*To-do item*. Reproduce the listing from its start through the line with "box: [102, 113, 149, 151]", swapping "pixel coordinates" for "image coordinates" and leaving everything else unchanged.

*Input for this task*.
^^^^

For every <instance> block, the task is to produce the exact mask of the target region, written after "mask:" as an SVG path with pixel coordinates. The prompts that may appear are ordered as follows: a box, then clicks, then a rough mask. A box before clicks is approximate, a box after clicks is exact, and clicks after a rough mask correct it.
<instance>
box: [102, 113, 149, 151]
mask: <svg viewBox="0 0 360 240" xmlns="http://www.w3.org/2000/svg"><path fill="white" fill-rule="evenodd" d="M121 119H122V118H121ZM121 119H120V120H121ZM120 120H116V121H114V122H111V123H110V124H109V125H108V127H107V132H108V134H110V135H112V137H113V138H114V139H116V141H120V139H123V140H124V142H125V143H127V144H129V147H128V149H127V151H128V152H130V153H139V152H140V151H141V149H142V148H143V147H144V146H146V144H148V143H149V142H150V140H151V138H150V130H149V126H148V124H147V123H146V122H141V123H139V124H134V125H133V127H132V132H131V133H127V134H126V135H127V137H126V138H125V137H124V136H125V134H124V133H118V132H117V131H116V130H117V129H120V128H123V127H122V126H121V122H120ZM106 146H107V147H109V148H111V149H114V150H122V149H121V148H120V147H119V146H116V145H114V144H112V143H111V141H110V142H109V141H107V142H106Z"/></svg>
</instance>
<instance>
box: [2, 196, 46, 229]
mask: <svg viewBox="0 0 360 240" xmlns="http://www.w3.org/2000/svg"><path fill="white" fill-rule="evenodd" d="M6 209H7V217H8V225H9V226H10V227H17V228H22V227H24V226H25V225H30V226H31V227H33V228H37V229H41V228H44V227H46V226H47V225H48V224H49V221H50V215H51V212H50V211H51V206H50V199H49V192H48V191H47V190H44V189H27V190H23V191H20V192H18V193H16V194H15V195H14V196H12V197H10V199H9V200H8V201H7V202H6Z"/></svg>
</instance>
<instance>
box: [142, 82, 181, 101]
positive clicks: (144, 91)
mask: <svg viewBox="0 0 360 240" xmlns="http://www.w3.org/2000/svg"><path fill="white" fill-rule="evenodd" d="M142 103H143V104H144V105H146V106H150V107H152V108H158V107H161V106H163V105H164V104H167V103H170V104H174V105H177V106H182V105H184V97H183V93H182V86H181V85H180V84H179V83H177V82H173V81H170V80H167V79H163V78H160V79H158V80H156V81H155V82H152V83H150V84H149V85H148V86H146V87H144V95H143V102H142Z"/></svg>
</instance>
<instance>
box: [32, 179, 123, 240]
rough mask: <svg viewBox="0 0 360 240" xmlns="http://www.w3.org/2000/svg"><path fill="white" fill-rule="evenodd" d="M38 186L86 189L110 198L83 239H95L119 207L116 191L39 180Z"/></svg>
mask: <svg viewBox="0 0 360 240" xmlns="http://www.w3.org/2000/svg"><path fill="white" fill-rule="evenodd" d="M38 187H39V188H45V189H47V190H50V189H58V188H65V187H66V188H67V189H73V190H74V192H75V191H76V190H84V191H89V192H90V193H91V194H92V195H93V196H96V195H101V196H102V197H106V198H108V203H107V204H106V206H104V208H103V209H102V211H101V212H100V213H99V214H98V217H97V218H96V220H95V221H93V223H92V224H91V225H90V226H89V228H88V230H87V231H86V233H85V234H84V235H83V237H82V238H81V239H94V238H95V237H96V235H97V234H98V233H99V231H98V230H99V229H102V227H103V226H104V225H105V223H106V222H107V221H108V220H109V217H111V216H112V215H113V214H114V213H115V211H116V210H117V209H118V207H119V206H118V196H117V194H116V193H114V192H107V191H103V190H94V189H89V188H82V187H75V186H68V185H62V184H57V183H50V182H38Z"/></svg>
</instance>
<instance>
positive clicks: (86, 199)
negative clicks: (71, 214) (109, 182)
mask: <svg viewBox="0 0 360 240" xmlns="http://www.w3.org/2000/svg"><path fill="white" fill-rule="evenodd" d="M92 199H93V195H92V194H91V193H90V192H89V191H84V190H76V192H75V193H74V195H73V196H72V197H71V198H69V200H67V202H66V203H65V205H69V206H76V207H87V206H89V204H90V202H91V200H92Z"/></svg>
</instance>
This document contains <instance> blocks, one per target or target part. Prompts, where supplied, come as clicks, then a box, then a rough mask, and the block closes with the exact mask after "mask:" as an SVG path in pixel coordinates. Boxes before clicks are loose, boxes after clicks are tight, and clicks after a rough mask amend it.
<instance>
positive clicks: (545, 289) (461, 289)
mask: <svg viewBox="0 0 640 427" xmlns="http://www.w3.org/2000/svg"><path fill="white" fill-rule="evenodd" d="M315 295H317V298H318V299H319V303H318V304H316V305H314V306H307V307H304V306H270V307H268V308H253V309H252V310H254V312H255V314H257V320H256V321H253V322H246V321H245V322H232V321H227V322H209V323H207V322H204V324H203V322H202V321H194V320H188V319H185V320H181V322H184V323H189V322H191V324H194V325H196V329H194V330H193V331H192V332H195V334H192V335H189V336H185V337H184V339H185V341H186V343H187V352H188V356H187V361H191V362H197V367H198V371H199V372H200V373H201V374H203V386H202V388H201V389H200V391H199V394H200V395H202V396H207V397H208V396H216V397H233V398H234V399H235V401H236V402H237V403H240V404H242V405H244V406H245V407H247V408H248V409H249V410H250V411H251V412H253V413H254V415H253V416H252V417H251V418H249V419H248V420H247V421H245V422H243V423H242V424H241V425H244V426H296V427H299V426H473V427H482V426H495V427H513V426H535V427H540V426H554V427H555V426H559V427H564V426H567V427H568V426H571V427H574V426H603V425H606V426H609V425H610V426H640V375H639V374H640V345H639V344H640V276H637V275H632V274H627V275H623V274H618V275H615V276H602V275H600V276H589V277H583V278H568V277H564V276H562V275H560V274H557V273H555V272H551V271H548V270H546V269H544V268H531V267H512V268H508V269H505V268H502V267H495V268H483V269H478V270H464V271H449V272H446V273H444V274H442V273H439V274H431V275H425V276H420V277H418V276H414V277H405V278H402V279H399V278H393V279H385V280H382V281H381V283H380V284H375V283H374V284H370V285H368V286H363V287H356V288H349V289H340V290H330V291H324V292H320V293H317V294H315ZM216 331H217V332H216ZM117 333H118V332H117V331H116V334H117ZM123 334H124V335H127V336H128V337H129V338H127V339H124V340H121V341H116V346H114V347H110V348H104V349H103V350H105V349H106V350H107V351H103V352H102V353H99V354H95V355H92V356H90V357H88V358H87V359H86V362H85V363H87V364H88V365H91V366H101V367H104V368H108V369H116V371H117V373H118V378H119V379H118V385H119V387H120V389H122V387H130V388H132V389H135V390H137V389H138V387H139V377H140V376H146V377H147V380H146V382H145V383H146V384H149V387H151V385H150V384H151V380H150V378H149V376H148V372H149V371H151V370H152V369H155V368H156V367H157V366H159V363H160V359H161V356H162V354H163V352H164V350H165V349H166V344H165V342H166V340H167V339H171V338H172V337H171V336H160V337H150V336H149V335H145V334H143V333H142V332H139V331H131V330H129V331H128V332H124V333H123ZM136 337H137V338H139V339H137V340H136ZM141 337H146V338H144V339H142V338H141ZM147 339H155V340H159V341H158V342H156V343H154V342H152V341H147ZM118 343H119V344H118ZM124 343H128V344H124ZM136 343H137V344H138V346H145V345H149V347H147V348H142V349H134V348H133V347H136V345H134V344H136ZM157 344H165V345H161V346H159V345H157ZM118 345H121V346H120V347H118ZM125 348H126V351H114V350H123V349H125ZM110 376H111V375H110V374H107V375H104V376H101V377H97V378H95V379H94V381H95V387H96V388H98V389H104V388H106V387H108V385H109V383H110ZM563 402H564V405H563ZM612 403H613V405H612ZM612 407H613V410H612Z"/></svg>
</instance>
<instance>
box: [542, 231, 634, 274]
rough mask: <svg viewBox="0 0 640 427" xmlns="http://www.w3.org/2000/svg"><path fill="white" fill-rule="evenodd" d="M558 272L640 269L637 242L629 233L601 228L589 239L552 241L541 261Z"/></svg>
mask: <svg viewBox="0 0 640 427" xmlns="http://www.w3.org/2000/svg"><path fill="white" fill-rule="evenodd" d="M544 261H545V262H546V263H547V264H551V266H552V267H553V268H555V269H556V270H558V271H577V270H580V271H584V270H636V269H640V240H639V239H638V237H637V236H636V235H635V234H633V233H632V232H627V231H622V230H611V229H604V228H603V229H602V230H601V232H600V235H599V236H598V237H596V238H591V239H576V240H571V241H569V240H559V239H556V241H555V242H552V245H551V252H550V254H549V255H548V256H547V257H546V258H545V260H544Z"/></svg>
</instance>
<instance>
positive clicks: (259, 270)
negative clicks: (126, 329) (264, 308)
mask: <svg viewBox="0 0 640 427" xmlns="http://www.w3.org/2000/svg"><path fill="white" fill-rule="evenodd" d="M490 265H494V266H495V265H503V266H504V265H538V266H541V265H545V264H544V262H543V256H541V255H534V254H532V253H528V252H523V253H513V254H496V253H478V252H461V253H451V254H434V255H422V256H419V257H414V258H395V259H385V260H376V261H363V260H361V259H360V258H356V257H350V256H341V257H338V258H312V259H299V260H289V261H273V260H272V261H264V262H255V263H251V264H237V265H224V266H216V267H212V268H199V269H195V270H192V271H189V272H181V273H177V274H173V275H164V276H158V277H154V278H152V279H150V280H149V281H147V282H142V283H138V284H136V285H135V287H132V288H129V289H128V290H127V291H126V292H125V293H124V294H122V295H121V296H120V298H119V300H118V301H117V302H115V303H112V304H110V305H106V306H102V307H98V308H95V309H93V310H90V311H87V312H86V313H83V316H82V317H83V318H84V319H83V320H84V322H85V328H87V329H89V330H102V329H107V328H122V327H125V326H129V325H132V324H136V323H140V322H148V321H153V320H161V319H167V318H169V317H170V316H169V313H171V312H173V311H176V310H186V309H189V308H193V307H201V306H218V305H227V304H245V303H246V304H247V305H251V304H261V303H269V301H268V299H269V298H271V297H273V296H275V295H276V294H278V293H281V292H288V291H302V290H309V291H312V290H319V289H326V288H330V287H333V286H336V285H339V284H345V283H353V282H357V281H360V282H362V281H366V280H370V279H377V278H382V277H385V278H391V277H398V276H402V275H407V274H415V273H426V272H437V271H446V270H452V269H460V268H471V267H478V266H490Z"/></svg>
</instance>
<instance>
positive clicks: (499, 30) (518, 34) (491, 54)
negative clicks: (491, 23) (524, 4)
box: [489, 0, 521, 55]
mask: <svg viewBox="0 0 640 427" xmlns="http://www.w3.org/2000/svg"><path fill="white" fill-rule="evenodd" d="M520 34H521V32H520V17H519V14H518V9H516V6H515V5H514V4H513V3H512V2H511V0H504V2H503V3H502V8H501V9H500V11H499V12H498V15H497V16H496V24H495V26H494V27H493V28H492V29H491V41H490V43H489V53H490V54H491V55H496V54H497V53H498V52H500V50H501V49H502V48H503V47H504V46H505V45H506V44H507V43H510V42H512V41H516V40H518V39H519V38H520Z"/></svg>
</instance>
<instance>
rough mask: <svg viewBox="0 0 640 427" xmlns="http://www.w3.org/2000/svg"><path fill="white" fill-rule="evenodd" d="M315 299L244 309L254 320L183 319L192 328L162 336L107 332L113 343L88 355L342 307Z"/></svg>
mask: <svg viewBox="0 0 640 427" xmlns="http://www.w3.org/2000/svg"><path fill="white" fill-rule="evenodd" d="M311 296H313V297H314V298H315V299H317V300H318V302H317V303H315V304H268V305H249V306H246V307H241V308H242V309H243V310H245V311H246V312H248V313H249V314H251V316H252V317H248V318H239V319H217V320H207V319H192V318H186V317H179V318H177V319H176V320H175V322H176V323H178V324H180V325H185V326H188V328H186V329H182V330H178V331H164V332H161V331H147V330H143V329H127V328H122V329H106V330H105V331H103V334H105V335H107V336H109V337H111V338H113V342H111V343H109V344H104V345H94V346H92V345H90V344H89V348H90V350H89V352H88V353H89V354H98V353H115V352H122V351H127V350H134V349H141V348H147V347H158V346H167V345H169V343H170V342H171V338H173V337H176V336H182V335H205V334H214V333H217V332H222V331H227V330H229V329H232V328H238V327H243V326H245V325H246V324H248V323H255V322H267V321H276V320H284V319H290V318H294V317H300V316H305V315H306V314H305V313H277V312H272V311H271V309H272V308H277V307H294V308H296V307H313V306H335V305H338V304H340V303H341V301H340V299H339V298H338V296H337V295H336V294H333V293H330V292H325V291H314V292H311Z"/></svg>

^^^^

*Written answer*.
For every <instance> block, the task is to produce the exact mask of the target region, written after "mask:" as an SVG path with image coordinates. The prompts that may appear are ordered as follows: a box, then clicks, then a rough mask. A box before clicks is approximate, a box after clicks is exact, and clicks after a rough mask correct it.
<instance>
box: [102, 113, 149, 151]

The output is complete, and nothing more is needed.